What is expected: For each entry below, copy the text exactly and leave out any picture.

Dataset excerpts:
────────────────────────────────────────

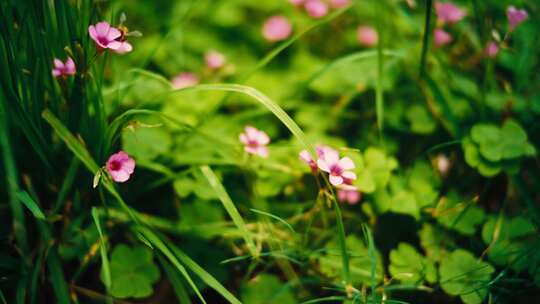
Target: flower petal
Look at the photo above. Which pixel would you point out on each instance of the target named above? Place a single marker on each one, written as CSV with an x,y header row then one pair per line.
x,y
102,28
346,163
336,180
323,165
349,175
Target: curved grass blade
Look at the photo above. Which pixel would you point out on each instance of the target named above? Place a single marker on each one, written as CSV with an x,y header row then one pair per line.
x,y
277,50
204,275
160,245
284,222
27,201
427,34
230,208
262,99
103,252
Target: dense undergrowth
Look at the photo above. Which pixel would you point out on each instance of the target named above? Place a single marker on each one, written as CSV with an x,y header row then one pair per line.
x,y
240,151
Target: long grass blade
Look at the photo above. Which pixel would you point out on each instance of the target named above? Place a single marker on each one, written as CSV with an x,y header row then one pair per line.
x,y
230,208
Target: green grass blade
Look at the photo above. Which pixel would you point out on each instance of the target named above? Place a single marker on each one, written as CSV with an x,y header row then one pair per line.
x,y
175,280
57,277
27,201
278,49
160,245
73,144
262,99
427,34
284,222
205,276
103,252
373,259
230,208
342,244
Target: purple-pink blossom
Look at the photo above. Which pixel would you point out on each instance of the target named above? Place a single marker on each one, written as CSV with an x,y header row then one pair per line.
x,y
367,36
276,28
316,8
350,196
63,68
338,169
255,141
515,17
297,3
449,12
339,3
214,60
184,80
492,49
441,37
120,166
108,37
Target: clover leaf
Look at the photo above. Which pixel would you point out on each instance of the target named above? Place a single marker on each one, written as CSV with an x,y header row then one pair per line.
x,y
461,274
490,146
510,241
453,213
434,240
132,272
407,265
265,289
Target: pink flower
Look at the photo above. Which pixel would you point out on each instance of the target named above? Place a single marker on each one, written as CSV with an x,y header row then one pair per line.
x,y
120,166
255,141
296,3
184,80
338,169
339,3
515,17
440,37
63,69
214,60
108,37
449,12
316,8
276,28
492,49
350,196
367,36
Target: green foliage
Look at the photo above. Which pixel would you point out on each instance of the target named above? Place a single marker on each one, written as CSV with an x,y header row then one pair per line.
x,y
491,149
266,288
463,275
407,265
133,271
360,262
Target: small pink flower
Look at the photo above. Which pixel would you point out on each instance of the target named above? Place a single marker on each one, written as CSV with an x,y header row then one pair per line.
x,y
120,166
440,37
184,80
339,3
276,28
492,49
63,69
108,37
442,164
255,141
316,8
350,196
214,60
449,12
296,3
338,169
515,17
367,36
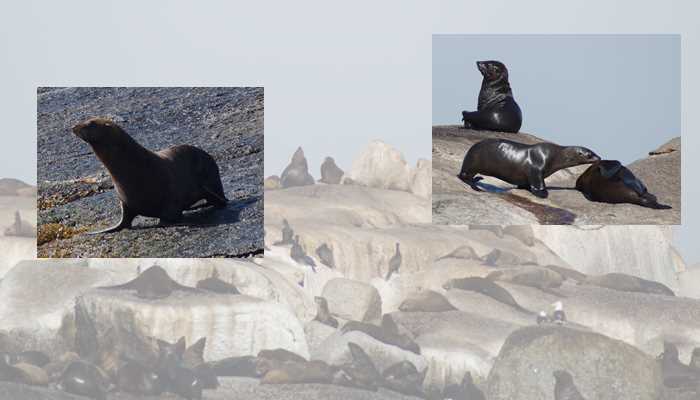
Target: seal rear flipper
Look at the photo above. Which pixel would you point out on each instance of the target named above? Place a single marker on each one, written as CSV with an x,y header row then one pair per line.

────────────────────────────────────────

Written response:
Target: flower petal
Look at the photo above. Which pixel would you point out on each instance of the target named above? Place a single marker on each one, written as CSV with an x,y header row then one pair per line.
x,y
102,28
346,163
336,180
323,165
349,175
Target: curved grass blade
Look at the photo above. Which pixel would you point out on each instance of the target named above? Place a single marker on each one, written as CSV with an x,y header row then one pair per line.
x,y
277,50
204,275
160,245
284,222
27,201
427,34
230,208
262,99
103,252
Target: dense undergrowth
Look at the photo above. Which pixel would you point out on each instance of the target named above? Place a single marker on each one, written as CSV with an x,y header row then one pair per line.
x,y
240,151
Target: long grass blade
Look at the photo above. Which pixel would you point out on each instance of the target named above? Place a single marker on each one, written as CSV with an x,y header row then one pair per line.
x,y
230,208
Target: green grass blade
Look at the photo above. Which pixel would you point out on each instance of the target named above? Place a single marker on each one, written as CSV with an x,y header row then one pair per line.
x,y
175,280
57,277
27,201
278,49
160,245
73,144
262,99
427,34
284,222
205,276
103,252
373,259
230,208
342,244
Target: purple-pink blossom
Look at the photo above. Which pixel would you point out on each instance of the target named above? Place a single marker on each one, written as CSV with an x,y header row then one pair per line.
x,y
367,36
276,28
316,8
350,196
63,68
338,169
255,141
515,17
297,3
449,12
339,3
214,60
184,80
492,49
441,37
120,166
108,37
Target: clover leaf
Look at the photo above. Which pixel would you point out on each instance of the target named above? Place a single marker on each one, written as CSV with an x,y header row then one pair per line.
x,y
461,274
490,146
510,241
453,213
434,240
132,272
407,265
265,289
Target: pink flower
Look at the photo above. Which pixel would you point out on each instance of the target named above? Place a single marker on each one, written as CSV with an x,y header row then one pair per line.
x,y
120,166
255,141
296,3
184,80
338,169
339,3
515,17
440,37
63,69
214,60
108,37
449,12
316,8
276,28
492,49
350,196
367,36
Target: green foliage
Look at the photo above. Which pixel would you point out on each instance of the target named above? Place a single marker on each one, written as CSV with an x,y header row then one pair per line.
x,y
491,149
266,288
463,275
407,265
133,271
360,262
Target: small pink flower
Look at the photo above. Which pixel would you point out on each instance of the target named above? Place a single marker on each one, written as CSV with an x,y header row then one pair per line.
x,y
120,166
440,37
184,80
339,3
276,28
492,49
63,69
108,37
442,164
255,141
316,8
350,196
214,60
449,12
296,3
338,169
515,17
367,36
Target: seal rear flipper
Look at the photo above. Which pixel would you point out on each instance of the target named above? Place a single marker on each one, written as CSV with an x,y header row then one pair per line.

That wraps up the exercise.